Exercise prompt:
All of the lines below should be printed again exactly as they are.

Input:
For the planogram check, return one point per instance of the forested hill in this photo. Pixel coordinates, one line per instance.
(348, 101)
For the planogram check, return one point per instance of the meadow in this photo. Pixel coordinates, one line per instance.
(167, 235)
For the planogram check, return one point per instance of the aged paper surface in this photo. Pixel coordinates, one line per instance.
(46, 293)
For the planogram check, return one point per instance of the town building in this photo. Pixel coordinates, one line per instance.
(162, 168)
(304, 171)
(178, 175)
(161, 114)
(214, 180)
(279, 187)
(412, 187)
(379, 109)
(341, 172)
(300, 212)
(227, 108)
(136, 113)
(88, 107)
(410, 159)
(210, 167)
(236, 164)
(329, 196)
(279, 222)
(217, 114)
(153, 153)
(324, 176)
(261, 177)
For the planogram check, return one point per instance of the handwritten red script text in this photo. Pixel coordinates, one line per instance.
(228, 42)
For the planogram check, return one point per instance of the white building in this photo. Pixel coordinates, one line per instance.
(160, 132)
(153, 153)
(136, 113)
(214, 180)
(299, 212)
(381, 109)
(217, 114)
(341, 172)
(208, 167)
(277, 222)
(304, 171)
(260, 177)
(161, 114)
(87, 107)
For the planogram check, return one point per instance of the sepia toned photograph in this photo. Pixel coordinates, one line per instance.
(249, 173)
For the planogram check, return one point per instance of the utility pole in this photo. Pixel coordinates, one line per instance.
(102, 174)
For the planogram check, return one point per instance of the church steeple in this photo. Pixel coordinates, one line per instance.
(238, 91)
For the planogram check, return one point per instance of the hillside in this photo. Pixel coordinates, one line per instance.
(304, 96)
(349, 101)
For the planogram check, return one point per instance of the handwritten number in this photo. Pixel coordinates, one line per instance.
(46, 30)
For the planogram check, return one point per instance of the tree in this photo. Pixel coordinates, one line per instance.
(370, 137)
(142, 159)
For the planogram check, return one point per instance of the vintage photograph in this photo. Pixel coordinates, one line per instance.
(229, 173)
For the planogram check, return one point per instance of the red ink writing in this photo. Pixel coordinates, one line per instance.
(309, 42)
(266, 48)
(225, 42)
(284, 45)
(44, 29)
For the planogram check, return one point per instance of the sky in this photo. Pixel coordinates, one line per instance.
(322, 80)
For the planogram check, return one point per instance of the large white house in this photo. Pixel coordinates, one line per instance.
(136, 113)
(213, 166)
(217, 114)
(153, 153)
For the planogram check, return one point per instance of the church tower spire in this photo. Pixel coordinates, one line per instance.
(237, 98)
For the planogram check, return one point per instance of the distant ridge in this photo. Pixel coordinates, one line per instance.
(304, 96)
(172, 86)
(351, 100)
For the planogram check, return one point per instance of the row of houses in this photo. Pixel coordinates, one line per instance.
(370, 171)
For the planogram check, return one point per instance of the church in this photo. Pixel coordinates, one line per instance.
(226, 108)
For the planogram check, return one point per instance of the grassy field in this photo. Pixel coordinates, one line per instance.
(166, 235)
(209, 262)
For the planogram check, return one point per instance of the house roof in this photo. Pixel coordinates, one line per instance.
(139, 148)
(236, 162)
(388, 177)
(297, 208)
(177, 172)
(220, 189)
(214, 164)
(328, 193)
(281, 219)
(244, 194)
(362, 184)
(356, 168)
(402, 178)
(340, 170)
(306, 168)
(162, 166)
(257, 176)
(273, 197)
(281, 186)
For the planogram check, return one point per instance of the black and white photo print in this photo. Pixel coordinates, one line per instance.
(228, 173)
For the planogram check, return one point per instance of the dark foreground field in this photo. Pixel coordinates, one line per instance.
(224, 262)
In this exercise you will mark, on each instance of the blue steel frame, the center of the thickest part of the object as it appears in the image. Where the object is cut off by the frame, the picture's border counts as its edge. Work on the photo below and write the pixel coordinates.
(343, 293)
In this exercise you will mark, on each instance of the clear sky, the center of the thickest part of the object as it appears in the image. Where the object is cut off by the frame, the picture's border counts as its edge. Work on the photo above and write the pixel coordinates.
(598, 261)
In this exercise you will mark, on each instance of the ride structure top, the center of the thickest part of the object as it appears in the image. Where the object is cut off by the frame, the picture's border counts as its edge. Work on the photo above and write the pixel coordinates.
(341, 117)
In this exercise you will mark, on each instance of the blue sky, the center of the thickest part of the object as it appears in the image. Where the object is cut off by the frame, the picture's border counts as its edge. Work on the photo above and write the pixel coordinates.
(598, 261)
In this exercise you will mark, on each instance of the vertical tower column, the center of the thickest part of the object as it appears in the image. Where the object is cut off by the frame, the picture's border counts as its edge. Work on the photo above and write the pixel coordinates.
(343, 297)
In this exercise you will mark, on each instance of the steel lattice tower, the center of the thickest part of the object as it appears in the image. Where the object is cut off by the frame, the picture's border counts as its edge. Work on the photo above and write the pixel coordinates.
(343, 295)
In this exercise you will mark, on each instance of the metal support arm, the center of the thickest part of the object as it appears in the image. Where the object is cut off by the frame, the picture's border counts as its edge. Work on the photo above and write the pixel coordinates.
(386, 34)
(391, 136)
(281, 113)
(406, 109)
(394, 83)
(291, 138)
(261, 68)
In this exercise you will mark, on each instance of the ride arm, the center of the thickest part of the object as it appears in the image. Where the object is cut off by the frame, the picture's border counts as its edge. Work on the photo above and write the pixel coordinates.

Response to the task:
For the planogram check, return one point per instance of the forested hill in this photo. Pixel coordinates, one line per instance.
(348, 101)
For the planogram check, return one point per instance of the meadow in this photo. Pixel coordinates, one line per instance.
(167, 235)
For the planogram check, return one point per instance of the aged paper surface in this photo. Pixel coordinates, one line per instance.
(46, 293)
For the planogram check, return one point per instance of the town building in this photo. Pixel coordinates, one line per instance.
(162, 168)
(304, 171)
(178, 175)
(161, 114)
(214, 180)
(279, 187)
(412, 187)
(379, 109)
(341, 172)
(300, 212)
(227, 108)
(136, 113)
(88, 107)
(410, 159)
(210, 167)
(236, 164)
(329, 196)
(279, 222)
(217, 114)
(153, 153)
(324, 176)
(261, 177)
For the planogram check, return one point per instance of the handwritten red script text in this photo. Pixel coordinates, one line per instance.
(228, 42)
For the planogram check, return one point per instance of the white building in this photo. Pixel coordinates, one line per instance.
(160, 132)
(153, 153)
(136, 113)
(214, 180)
(299, 212)
(381, 109)
(217, 114)
(341, 172)
(208, 167)
(277, 222)
(304, 171)
(260, 177)
(161, 114)
(87, 107)
For the planogram check, return one point per instance of the sepia toned photograph in this photo. Pixel coordinates, one line per instance.
(249, 173)
For the planogram check, return one point per instance of the utility pole in this photo. Pixel coordinates, one line per instance.
(102, 174)
For the planogram check, return one point per instance of the church steeple in this photo. Pixel coordinates, one line per instance.
(238, 91)
For the planogram check, return one point per instance of the hillside in this photo. Pixel coordinates, one line per instance.
(304, 96)
(349, 101)
For the planogram check, return one point per instance of the handwritten number in this photo. Pixel coordinates, one line per instance.
(46, 30)
For the planogram check, return one point per instance of the tree in this photo. Pixel coordinates, one line per instance.
(370, 137)
(142, 159)
For the planogram check, return one point per instance of the vintage photograph in this photo. Pixel coordinates, one line per instance.
(229, 173)
For the planogram check, return one point per instance of the red ink writing in this photo. Pixel coordinates, one line per instance.
(309, 42)
(266, 48)
(225, 42)
(284, 45)
(44, 29)
For the planogram check, return one point per instance of the sky in this photo. Pixel coordinates, one line per instance.
(322, 80)
For the planogram check, return one point per instance of the large white house in this photo. Pixel coordinates, one line per instance.
(136, 113)
(213, 166)
(217, 114)
(153, 153)
For the planogram check, return one point per instance of the church tower spire in this photo. Pixel coordinates, one line per instance.
(237, 98)
For the planogram check, return one point per instance of the distant ridge in this photo. Pixel coordinates, one line per instance.
(304, 96)
(172, 86)
(351, 100)
For the planogram check, return one point per instance of the row of houses in this photo. Pixel coordinates, one line per instance.
(370, 171)
For the planogram check, return one point per instance of the church in this photo. Pixel coordinates, one line per instance.
(226, 108)
For the planogram check, return one point per instance of the grassy field in this photo. Pixel coordinates, one line per instance.
(166, 235)
(209, 262)
For the planogram check, return one point per instance of the house roof in this photo. Pixel coordinates, one line per instance.
(139, 148)
(236, 162)
(388, 177)
(297, 208)
(177, 172)
(220, 189)
(214, 164)
(328, 193)
(281, 219)
(244, 194)
(362, 184)
(356, 168)
(402, 178)
(340, 170)
(306, 168)
(162, 166)
(257, 176)
(273, 197)
(281, 186)
For the planogram check, return one point per instance of the black and white photo print in this photo. Pixel coordinates, one line per instance.
(228, 173)
For the planogram check, return one point per instance of the dark foreground field in this photo. Pixel coordinates, one line per instance.
(224, 262)
In this exercise you will mark, on each instance of the blue steel frame, the center of the thickest part of the object as it appears in the image. Where the object is cut off by the frame, the picture's border counts as its edge. Work on the photo below and write the pixel coordinates.
(343, 293)
In this exercise you will mark, on each instance of the clear sky, the center of the thickest part of the object as it appears in the image. Where the object is cut off by the frame, the picture's border counts as its edge. Work on the photo above and write the pixel coordinates.
(598, 261)
In this exercise you will mark, on each instance of the ride structure top, the center of the thickest part of the object as it appears in the image. Where the object is cut off by the frame, the picture's border counts as its edge. Work on the photo above and write the pixel coordinates.
(341, 117)
In this exercise you will mark, on each instance of the blue sky, the center of the thickest part of the object as it appears in the image. Where the object is cut off by the frame, the picture's border counts as its edge. Work on the photo above and write the pixel coordinates.
(598, 261)
In this exercise you will mark, on each instance of the vertical tower column, the center of the thickest part of the object as it appears in the image. Where the object is cut off by the frame, the picture's border counts as its edge. Work on the photo above and write the pixel coordinates.
(343, 297)
In this exercise you will mark, on each instance of the steel lattice tower, the center of the thickest part of the object as it appears in the image. Where the object is cut off by the frame, the picture's border counts as its edge. Work on the photo above and write the pixel coordinates.
(343, 295)
In this exercise you will mark, on each instance of the metal support arm, the center of the thickest part of the object as it appears in the image. Where the object is cut off by the frame, the picture's border counts as its edge. Work on the photo above and write the pixel coordinates.
(386, 34)
(391, 136)
(281, 113)
(406, 109)
(394, 83)
(291, 138)
(261, 68)
In this exercise you will mark, on each instance of the ride arm, the center of the thickest part of the object as it appears in the image. Where the object is cut off by the frame, the picture's border counts as its edge. Work on the photo above and write the pixel coordinates.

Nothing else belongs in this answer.